### What you will do
**a)** State whether each statement below agrees with the REB1200 bookshelf text. Answer yes or no for each, and quote the words of the text that decide it: (i) each entry in the standard index is 12 bytes long; (ii) the ID numbers in the standard index are sequential; (iii) issues of periodicals have file type 17.
**b)** Write the next part of the REB1200 bookshelf text, following on from its final note.

### Reading passage

▶

Standard index, each index entry is 12 bytes long
2 bytes: ID number, not sequential
4 bytes: length of record group
4 bytes: offset to beginning of record group
2 bytes: constant 0x0000

Online Bookshelf

The online bookshelf is built when the REB1200 sends an HTTP GET request to address bookshelf.softbook.net/bookshelf/default.asp. It is sent back a list of books in an HTTP response. The format of this list has Content-Type of text/x-booklist. Each line of the list is terminated by a line feed. The first line of the list is "1", which may be format version. The last line is empty so the list ends with two line feeds. The items of the list are separated by tabs

SOURCE_ID ":" SOURCE_TYPE ":" BOOK_ID
Title
Author
Category
Size of .imp file in bytes
Download URL
Constant 1
File type: 17 for books and 21 for issues of periodicals

Example
3:B:0-7410-0284-1&#9;Random House Webster's Pocket American Dictionary&#9;Random House&#9;General Interest&#9;3357685&#9;http://bookshelf.softbook.net/bookshelf/default.asp?BOOK%5FID=0%2D7410%2D0284%2D1&SOURCE%5FID=3&SOURCE%5FTYPE=B&#9;1&#9;17

Note: &#9; is the entity for the tab character.

◀

### Listing
▶

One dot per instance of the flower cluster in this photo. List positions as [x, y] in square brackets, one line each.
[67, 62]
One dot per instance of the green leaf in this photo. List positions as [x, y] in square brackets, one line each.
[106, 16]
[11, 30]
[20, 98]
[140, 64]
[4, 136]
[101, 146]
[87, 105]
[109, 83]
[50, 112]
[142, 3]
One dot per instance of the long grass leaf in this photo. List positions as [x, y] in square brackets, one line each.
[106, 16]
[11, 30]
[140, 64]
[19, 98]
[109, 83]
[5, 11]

◀

### Answers for this exercise
**a)**
(i) Yes: "each index entry is 12 bytes long"
(ii) No: "ID number, not sequential"
(iii) No: "17 for books and 21 for issues of periodicals"

**b)**
A primer on the .IMP specification has never been published, but a very detailed explanation of the .IMP file format can be found here. It was reverse-engineered by Jeffrey Kraus-yao back in 2002. Jeffrey indicated that how he reversed engineered the .imp format was by building, with eBook Publisher, .oeb test ebooks. Then he would drop that .oeb onto a desktop shortcut of the imp viewer.exe. Then while the viewer was still running, he would examine his temp folder and noticed one of four .RES folders was complete. He wrote down the changed bits and then repeatedly made small changes to the .oeb ebook. He started this even though he didn't own the REB1200 yet.

It was quite the accomplishment! Now please realize that back then only the REB1200 used the .IMP format as there weren't a lot of GEB1150's (predecessor to the EBW1150) in 2002/3. Oh, how the tables have turned as now for every REB1200 in use there are tens or hundreds more EBW1150's!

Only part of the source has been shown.